- **Given data**

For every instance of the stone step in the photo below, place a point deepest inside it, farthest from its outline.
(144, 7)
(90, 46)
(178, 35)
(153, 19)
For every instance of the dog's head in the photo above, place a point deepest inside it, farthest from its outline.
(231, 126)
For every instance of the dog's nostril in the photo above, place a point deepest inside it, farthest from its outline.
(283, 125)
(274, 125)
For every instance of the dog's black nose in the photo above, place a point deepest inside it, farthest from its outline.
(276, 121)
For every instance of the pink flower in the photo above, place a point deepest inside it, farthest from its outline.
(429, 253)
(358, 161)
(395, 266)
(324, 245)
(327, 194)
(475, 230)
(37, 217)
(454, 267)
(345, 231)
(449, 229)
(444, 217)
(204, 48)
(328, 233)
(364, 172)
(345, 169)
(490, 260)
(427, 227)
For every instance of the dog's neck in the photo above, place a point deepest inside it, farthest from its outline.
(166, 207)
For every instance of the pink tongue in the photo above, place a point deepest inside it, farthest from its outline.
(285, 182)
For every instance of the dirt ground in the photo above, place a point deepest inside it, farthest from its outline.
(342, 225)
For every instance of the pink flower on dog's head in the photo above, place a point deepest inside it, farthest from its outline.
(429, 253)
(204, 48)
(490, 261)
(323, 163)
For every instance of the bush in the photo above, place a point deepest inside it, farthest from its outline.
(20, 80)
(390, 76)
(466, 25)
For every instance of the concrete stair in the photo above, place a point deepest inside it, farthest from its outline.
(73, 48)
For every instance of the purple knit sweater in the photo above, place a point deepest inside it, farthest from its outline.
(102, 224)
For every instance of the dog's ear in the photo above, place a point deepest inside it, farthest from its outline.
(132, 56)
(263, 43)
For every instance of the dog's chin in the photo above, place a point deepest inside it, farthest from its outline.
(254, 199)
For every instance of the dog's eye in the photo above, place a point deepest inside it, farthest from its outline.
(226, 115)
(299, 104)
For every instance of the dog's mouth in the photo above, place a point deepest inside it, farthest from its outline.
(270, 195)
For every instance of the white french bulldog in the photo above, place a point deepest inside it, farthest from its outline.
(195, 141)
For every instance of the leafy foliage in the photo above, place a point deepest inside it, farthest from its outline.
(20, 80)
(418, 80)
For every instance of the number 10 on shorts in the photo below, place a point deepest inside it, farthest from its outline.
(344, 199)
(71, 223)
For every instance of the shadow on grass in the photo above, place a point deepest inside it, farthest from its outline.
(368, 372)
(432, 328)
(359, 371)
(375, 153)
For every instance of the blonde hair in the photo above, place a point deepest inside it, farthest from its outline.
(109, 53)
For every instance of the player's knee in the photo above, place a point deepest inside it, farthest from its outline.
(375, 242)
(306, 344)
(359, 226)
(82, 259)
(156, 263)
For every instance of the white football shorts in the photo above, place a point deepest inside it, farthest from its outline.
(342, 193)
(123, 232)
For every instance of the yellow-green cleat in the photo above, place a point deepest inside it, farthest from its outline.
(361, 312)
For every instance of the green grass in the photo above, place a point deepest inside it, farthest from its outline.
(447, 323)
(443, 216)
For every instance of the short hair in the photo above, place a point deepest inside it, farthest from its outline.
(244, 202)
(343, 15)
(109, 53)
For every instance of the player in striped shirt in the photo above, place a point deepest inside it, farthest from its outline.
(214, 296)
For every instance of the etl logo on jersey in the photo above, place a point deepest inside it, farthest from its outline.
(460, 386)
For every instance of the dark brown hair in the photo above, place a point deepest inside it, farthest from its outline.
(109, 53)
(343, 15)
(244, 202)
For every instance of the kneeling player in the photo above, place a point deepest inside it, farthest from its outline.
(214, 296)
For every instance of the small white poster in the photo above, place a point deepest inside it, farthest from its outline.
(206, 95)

- **Exercise description**
Return every item above word for word, without changing anything.

- **Problem solution**
For every instance of the stone step in the photo below, place a point deepest inside it, farthest from its outline.
(144, 7)
(90, 46)
(178, 35)
(153, 19)
For every instance of the dog's head in the photo above, place a point deepest inside it, farthest from its outline.
(231, 126)
For every instance of the dog's nostril in the photo above, place a point deepest inside it, farthest from its outline.
(283, 125)
(274, 125)
For every instance of the dog's black nose in the photo above, place a point deepest inside it, farthest from its outline.
(276, 121)
For every instance of the pink flower in the photo above, place a point deepest inside it, farthest from its outline.
(429, 253)
(358, 161)
(395, 266)
(324, 245)
(327, 194)
(475, 230)
(37, 217)
(454, 267)
(345, 231)
(449, 229)
(444, 217)
(204, 48)
(328, 233)
(364, 172)
(345, 169)
(490, 260)
(427, 227)
For every instance of the dog's neck in the photo above, place a point deepest inside it, farthest from its outline.
(166, 207)
For every instance of the pink tongue in the photo above, place a point deepest inside it, farthest from its outline.
(285, 182)
For every instance of the dirt ground in the photo above, place a point deepest inside it, farthest from its outline.
(342, 225)
For every instance of the pink flower on dog's head in the photo above, place a point deepest inside it, farthest from its outline.
(429, 253)
(204, 48)
(490, 261)
(323, 163)
For every instance of the bush in the photo above, place a point deepest inside it, farthest from its outline.
(20, 80)
(390, 76)
(466, 25)
For every instance of the concrete stair in the photo above, place a point deepest inside it, farthest from its outline.
(73, 48)
For every instance of the purple knit sweater in the photo above, place a point deepest inside it, farthest from its outline.
(102, 224)
For every instance of the dog's ear in the photo above, place a point deepest inside it, farthest from its outline.
(132, 56)
(263, 43)
For every instance of the dog's chin in the photo above, place a point deepest inside it, farthest from its outline.
(254, 199)
For every instance of the dog's eye in the photo above, place a point deepest inside it, farthest from its outline.
(226, 115)
(299, 104)
For every instance of the dog's mouth in the photo above, place a point deepest inside it, farthest from its outline.
(270, 195)
For every instance of the white french bulldog in the photo above, place a point deepest inside it, farthest from its outline.
(195, 141)
For every instance of the leafy foliage in the photo above, place a point deepest inside it, farthest from its outline.
(20, 80)
(418, 80)
For every instance of the number 10 on shorts in the photo below, place a point deepest inside it, farthest from its outline.
(344, 199)
(71, 223)
For every instance of the shadow on grass in the photo above, place a point deepest inside it, farthest from its outline.
(368, 372)
(432, 328)
(359, 371)
(375, 153)
For every instance of the blonde hair in the photo above, place a point deepest inside it, farthest from its outline.
(109, 53)
For every instance of the player's knee in the photo above, place a point deepest inside it, farthest from its outline.
(375, 242)
(306, 344)
(359, 226)
(82, 259)
(156, 263)
For every instance of the white football shorts in the photo above, place a point deepest inside it, farthest from its outline.
(342, 193)
(123, 232)
For every instance of the yellow-green cleat in the photo above, place a point deepest inside it, farthest from its outline.
(361, 312)
For every instance of the green grass in the photo above, place a point deepest inside it, farthest from its outline.
(447, 323)
(443, 216)
For every instance of the short hair in the photo above, place a point deepest inside it, farthest from its outline.
(244, 202)
(343, 15)
(109, 53)
For every instance of the player in striped shirt in the photo above, place a point deepest inside it, farthest from its outline.
(214, 296)
For every instance of the etl logo on jersey in the photo above, place a point deepest inside it, farthest from its outline.
(460, 386)
For every instance of the dark brown hair in the photo above, place a point deepest inside it, farthest from its outline.
(109, 53)
(343, 15)
(244, 202)
For every instance of the kneeling player in the photo above, place a point deepest inside it, farthest from its outline.
(214, 296)
For every instance of the small white poster in the photo above, place a point deepest inside it, farthest from its outline.
(206, 95)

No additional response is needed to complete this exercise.